---- Text provided

Firstly, EBS volumes are fine for normal workloads but their I/O performance is not good enough for very high performance databases. You can provision different levels of EBS IOPS rates and the EBS approach can be performant enough for modest service levels. We do, in fact, run some of our triple stores out of EBS successfully, but the performance may not be good enough for a service with heavy load.

Secondly, there’s the question of availability zones. Running services in AWS we want to spread them across zones, so a failure in one zone doesn’t bring down the service. In AWS there are three zones in each region and our clusters are set up so there are nodes in each of the zones. All fine and normal until you realise that EBS volumes are limited to a zone.

So if data-store-0 first starts up in, say, zone eu-west-1a that’s where the EBS volume data-volume-data-store-0 will be allocated. If the pod dies and restarts then kubernetes knows that the pod can only be started in zone eu-west-1a and won’t try to run it on a node in a different zone but if we have too much pressure on our resources in that zone then there might not be space for it and the pod can’t restart even if there is plenty of spare capacity in the other zones.

If you run big clusters this isn’t so much of an issue but our clusters are small, we might only have 6 nodes with just two in each zone. At which point it’s quite possible to run into situations where the inability to start a stateful workload in a different zone leads to a deadlock.

Still the EBS approach is good enough for some situations. For example we use Elasticsearch as part of the log management stack for running our services. That’s only needed for operational management so the load on it is small and performance of running off EBS is just fine. Elasticsearch manages all the replication and we run with three replicas so we end up with a replica in each zone, and if one goes down and can’t immediately restart the elasticsearch service continues to be available.

Option 2 – Elastic File Store

One way round the limitations of zones is to use an alternative storage system which supports cross-zone access. For AWS the offering here is EFS (Elastic File Store).

The big advantage of EFS is that you can network mount an EFS volume across zones and you can mount the same volume in multiple places. So instead of having lots of allocated storage volumes you can just have one which is shared across many different workloads. That volume is elastic – you don’t have to allocate a specific size, just store as much data in it as you like and you just get charged for the amount stored.

--------

◆ Exercise instructions ◆
A: State whether each statement agrees with the passage on AWS storage options, answering yes or no and quoting the words that decide it: (i) EBS volumes are limited to a single zone; (ii) an EFS volume must be allocated a specific size; (iii) the Elasticsearch service runs with two replicas.
B: Pick up the passage on AWS storage options after its final sentence and continue it.
The material that comes next is separate from the passage on AWS storage options.

---- Given entries

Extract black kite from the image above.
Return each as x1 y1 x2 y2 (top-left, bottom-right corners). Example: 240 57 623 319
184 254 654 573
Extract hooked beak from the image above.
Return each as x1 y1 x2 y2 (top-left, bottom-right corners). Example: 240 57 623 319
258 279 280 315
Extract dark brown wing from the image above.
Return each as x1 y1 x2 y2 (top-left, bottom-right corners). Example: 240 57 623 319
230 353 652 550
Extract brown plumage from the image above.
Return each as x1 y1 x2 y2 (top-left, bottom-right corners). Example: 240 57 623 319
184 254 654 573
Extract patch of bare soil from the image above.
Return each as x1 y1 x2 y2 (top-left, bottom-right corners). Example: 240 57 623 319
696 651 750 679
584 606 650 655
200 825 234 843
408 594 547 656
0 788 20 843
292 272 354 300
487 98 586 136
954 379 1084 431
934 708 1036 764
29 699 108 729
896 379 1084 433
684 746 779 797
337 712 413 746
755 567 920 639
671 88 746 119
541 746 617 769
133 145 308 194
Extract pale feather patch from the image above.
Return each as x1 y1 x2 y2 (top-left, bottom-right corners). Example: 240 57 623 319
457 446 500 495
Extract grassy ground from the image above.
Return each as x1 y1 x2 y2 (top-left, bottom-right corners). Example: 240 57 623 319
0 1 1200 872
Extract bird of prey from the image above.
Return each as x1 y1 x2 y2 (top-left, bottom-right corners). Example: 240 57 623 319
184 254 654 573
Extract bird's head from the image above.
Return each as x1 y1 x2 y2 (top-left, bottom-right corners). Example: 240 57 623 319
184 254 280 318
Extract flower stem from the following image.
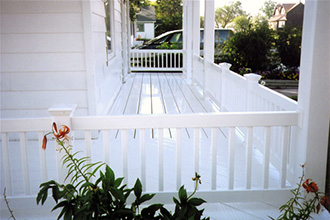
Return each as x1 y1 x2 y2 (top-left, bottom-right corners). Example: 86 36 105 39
57 138 89 182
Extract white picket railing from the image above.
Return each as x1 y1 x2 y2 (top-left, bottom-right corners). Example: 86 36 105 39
1 111 298 206
193 56 297 112
130 49 183 71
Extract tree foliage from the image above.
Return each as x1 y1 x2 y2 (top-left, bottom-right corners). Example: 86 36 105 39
260 0 277 18
233 15 251 32
129 0 150 21
276 27 302 67
221 21 274 72
215 1 246 28
155 0 183 35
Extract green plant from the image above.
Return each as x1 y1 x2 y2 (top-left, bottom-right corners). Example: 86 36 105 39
157 42 182 50
276 27 302 67
270 165 329 220
220 24 274 72
36 123 208 220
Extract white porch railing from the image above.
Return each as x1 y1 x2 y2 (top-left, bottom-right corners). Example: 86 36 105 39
130 49 183 71
1 111 298 209
193 56 297 112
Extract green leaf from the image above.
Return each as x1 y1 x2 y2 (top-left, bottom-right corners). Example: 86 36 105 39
113 177 124 188
141 204 164 218
173 197 180 206
105 165 115 186
179 186 187 201
52 186 61 203
139 194 156 204
188 198 206 206
110 187 126 202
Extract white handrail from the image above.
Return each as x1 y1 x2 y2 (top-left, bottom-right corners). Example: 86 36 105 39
130 49 183 71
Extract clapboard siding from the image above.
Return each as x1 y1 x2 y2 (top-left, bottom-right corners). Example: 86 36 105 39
92 0 123 114
1 0 82 14
1 1 89 118
1 90 87 110
1 53 85 72
0 0 127 117
92 13 106 32
1 33 84 53
1 13 83 34
1 72 86 92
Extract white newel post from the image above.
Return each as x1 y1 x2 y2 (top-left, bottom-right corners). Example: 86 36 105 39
48 105 76 183
219 63 231 111
244 73 261 111
192 0 200 82
295 0 330 191
203 0 215 97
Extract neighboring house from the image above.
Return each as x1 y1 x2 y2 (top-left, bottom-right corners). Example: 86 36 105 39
269 2 304 30
0 0 129 118
0 0 330 217
135 6 156 39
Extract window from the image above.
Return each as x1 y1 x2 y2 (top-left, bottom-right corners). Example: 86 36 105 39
104 0 114 61
136 23 144 32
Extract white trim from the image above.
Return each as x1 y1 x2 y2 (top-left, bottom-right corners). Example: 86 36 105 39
82 1 96 115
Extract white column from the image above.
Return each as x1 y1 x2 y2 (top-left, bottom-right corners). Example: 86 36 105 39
204 0 214 62
186 0 194 79
203 0 214 97
192 0 200 82
182 0 188 76
182 0 193 79
294 0 330 191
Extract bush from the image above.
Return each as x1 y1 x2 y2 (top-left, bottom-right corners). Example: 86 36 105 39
37 123 209 220
220 25 274 72
276 27 302 67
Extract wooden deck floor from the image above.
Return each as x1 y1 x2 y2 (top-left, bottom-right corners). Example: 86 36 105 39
0 73 330 220
102 73 329 220
109 73 219 115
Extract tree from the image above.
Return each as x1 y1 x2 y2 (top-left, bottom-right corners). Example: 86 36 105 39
260 0 277 18
233 15 251 32
155 0 183 35
220 24 274 72
276 27 302 67
215 1 246 28
129 0 150 22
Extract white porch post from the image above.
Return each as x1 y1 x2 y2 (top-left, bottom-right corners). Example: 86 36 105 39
192 0 200 82
294 0 330 191
203 0 214 97
182 0 193 80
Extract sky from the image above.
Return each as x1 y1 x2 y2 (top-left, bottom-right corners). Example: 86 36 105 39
201 0 305 15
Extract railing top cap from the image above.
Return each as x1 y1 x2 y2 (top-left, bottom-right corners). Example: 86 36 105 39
244 73 261 82
48 104 77 116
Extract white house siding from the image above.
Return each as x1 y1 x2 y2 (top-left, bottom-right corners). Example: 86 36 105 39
0 0 126 118
0 0 88 118
136 22 155 39
87 0 122 114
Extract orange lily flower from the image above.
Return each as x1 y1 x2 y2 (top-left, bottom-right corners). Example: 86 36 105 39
302 179 319 193
320 196 330 207
42 135 47 150
53 122 70 139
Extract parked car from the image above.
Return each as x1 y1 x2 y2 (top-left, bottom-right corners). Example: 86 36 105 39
137 29 233 54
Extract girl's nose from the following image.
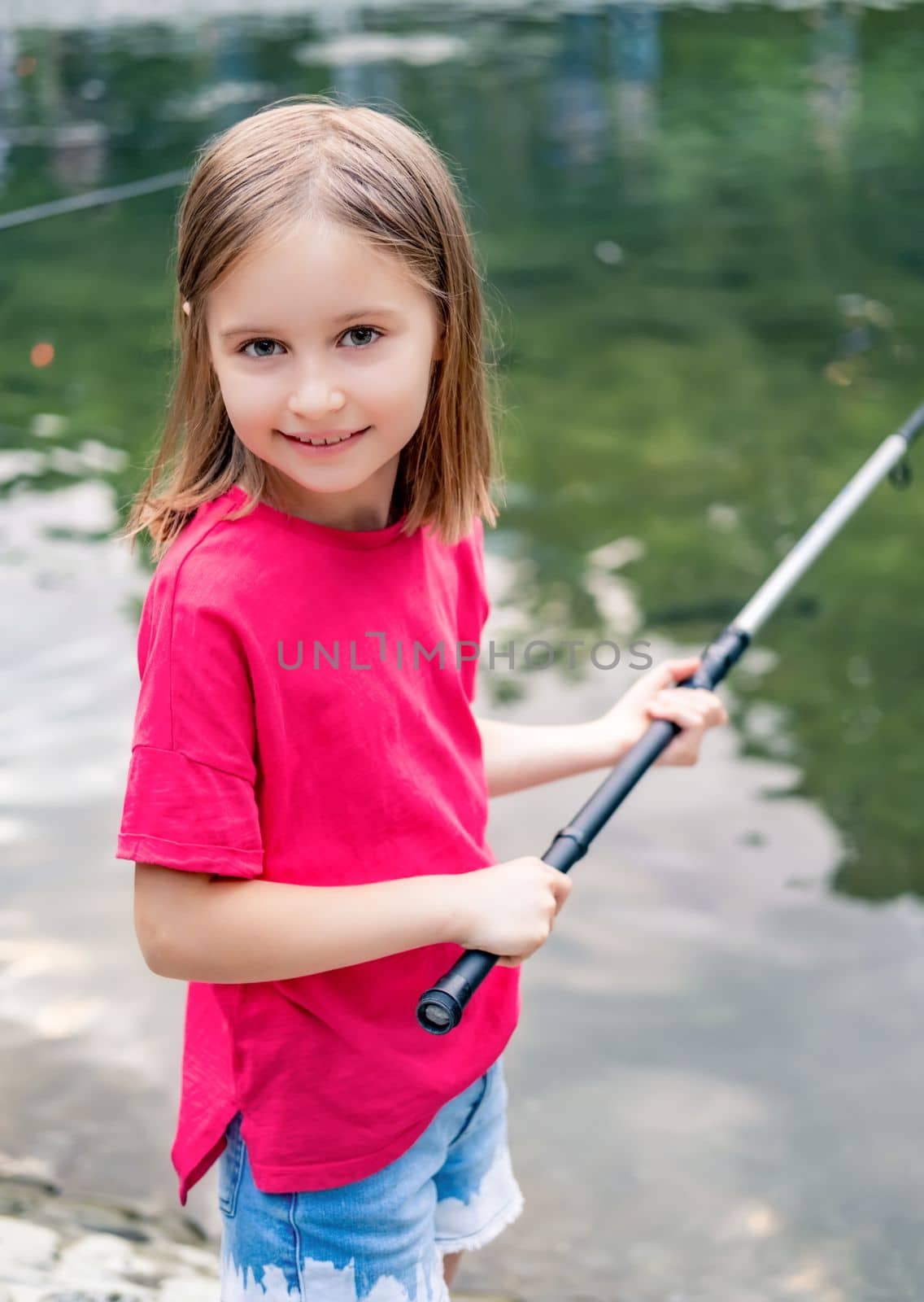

--------

◆ The responses ◆
A:
(i) Yes: "EBS volumes are limited to a zone."
(ii) No: "you don’t have to allocate a specific size"
(iii) No: "we run with three replicas"

B:
There’s been a kubernetes CSI Driver for EFS for quite a while, but to begin with it only let you mount the whole EFS volume. So every workload sees exactly the same file system. That would be fine (indeed really useful when building data pipelines, but that’s another story) but you need some way to tell each replica of the data-store to use a different directory in the mounted volume for its data. That gets awkward.

Modern versions of the EFS driver now support a notation of dynamic allocation so that each dynamic persistent volume is given a separate directory in the shared EFS store which is mounted as if it’s the whole file system. That makes EFS as easy to work with as EBS but without the issues of moving between zones.

Assuming you have a sufficiently up to date EFS driver in your cluster then you just need to define a StorageClass for dynamic access:

kind: StorageClass
apiVersion: storage.k8s.io/v1
metadata:
 name: efs-dyn-sc
provisioner: efs.csi.aws.com
parameters:
 provisioningMode: efs-ap
 fileSystemId: fs-1234567890
 directoryPerms: "755"
 uid: "1000"
 gid: "1000"
 basePath: "/dynamic"

Then you can use efs-dyn-sc in the volume claim templates in your stateful set and you have unlimited storage with no limitations to a single availability zone.

So what’s the catch?

Well first there’s cost. EFS costs around three times EBS per GB per month. That’s actually not so bad. With EBS you pay for the size of the volume you allocate, independent of the amount stored. Whereas since EFS is elastic you only pay for what you actually use. Typically we would size an EBS volume to be safely big enough for peak storage which can easily be two or three times the average storage use. So the raw storage costs may come out as comparable.

The other issue is performance. By default with EFS the more you store the better IO performance you get. Well, it’s more complicated than that with burstable IO rates and usage credits that count down, but that’s the essence. So to get the IO performance you need for a database it needs to be a pretty big one or you can buy provisioned IO but that gets really expensive really quickly.

Bottom line is that this pattern works fine persisting small amounts of state – state trackers, persistent redis queues and the like – but generally isn’t cost effective for running large triple stores.

Interlude – managed triple stores

So far we’ve been talking in generalities about the store implementations and skated over how the data gets in there and how replicas are maintained. Now’s the time to fill in a few of those gaps.

For the bulk of our services we represent the information as linked data which means we want to hold it in an RDF database aka triple store that supports the full Sparql query language and protocols.

We use the Apache Jena open source framework for most of our services, a project we have contributed to in the past. In particular, Jena includes an RDF server (fuseki) and a couple of persistent storage layers – TDB (Triple DataBase) and TDB2. Out of the box this doesn’t provide for replication though there is a separate project which provides for that (RDF Delta).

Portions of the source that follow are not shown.